## Requirement
Report each line in the rows below that contains the string "swan", copying the whole line. Case counts when matching.

━━ Task input

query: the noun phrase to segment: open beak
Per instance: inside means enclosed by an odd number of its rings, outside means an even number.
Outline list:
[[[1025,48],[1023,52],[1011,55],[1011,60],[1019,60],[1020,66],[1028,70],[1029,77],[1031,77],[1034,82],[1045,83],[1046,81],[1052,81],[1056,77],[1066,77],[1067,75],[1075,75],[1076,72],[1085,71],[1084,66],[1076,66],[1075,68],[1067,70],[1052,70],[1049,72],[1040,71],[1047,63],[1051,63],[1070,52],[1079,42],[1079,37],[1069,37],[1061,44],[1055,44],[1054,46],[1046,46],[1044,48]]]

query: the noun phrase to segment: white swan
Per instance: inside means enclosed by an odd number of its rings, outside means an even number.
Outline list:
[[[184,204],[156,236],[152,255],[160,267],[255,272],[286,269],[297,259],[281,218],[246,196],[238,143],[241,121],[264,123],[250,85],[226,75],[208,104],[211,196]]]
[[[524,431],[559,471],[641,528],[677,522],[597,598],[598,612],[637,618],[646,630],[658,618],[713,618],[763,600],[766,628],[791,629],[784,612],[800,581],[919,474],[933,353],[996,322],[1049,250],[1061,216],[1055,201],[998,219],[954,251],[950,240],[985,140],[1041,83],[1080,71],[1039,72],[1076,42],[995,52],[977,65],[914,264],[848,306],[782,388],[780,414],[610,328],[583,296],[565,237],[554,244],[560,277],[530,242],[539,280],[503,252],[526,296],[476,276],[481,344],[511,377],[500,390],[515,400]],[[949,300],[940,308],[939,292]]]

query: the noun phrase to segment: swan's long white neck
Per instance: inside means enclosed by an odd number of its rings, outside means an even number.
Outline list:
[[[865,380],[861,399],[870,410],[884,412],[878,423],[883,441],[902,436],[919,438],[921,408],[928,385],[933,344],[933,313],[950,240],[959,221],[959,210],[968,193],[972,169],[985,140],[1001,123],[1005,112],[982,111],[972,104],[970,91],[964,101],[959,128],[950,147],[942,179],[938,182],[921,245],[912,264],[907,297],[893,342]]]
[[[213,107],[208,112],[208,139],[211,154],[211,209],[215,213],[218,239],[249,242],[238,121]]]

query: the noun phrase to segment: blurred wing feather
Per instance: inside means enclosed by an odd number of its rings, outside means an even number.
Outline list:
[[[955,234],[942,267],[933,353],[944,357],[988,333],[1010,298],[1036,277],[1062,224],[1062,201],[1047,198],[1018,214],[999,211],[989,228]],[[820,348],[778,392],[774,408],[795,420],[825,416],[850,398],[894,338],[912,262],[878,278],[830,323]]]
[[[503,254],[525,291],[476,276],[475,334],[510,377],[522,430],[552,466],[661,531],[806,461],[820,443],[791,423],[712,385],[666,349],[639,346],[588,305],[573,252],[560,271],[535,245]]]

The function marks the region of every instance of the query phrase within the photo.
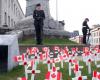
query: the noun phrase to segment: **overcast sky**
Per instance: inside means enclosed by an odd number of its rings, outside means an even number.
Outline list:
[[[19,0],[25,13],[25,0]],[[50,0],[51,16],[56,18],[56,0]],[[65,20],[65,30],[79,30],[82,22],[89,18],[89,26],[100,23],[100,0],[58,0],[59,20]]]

━━━━
━━ Task input

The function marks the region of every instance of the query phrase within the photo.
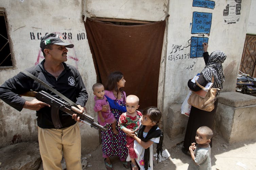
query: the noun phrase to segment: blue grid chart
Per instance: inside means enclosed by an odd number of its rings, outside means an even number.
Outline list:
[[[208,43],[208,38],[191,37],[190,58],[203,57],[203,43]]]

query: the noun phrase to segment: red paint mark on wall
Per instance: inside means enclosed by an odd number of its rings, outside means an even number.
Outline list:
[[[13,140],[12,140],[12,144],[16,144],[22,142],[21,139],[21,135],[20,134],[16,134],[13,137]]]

━━━━

## Answer to this task
query: the noun phrase to segment: white swan
query: the noun phrase to segment: swan's long white neck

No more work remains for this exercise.